*What to produce*: Please set down the entries below word for word, from the line containing "Objective: one point per instance of the wooden railing" through the final line, including both.

## Begin Source records

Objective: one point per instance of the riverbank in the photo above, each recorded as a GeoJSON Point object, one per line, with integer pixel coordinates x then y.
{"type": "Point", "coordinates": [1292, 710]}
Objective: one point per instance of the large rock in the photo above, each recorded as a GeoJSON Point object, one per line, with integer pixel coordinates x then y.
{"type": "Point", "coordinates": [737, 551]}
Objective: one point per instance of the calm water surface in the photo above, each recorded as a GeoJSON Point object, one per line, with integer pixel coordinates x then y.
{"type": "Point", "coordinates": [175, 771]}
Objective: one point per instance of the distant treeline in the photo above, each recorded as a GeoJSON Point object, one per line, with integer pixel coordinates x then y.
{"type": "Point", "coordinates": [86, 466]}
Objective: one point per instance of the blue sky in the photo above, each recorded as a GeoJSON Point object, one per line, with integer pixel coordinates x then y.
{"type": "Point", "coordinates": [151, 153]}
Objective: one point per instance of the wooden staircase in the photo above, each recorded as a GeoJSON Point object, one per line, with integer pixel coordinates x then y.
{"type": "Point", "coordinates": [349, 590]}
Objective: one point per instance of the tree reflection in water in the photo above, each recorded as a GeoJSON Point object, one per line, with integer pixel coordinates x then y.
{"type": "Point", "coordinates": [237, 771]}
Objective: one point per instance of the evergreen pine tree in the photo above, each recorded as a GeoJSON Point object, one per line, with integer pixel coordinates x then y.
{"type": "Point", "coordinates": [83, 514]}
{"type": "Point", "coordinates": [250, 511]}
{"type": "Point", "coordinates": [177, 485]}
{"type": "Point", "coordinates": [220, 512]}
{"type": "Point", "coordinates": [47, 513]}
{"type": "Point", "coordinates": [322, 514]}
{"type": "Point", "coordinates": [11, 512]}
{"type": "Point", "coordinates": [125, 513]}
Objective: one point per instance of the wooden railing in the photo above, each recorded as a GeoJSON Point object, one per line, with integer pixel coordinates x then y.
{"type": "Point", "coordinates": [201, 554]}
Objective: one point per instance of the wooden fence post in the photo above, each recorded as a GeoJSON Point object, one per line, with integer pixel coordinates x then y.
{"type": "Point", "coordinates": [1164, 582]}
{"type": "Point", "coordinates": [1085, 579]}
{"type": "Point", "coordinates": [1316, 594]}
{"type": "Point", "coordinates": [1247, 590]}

## End Source records

*Exercise output*:
Objective: one point per instance of the wooden railing in the photo above, each recorded as a GeoJSON Point object, one per line, with integer pixel coordinates x then y.
{"type": "Point", "coordinates": [201, 554]}
Objective: one point per instance of the wooden fence post in the photo above, each recorded as a GeoJSON Point object, one per line, with integer pixel coordinates x then y.
{"type": "Point", "coordinates": [1164, 582]}
{"type": "Point", "coordinates": [1085, 579]}
{"type": "Point", "coordinates": [1316, 594]}
{"type": "Point", "coordinates": [1247, 590]}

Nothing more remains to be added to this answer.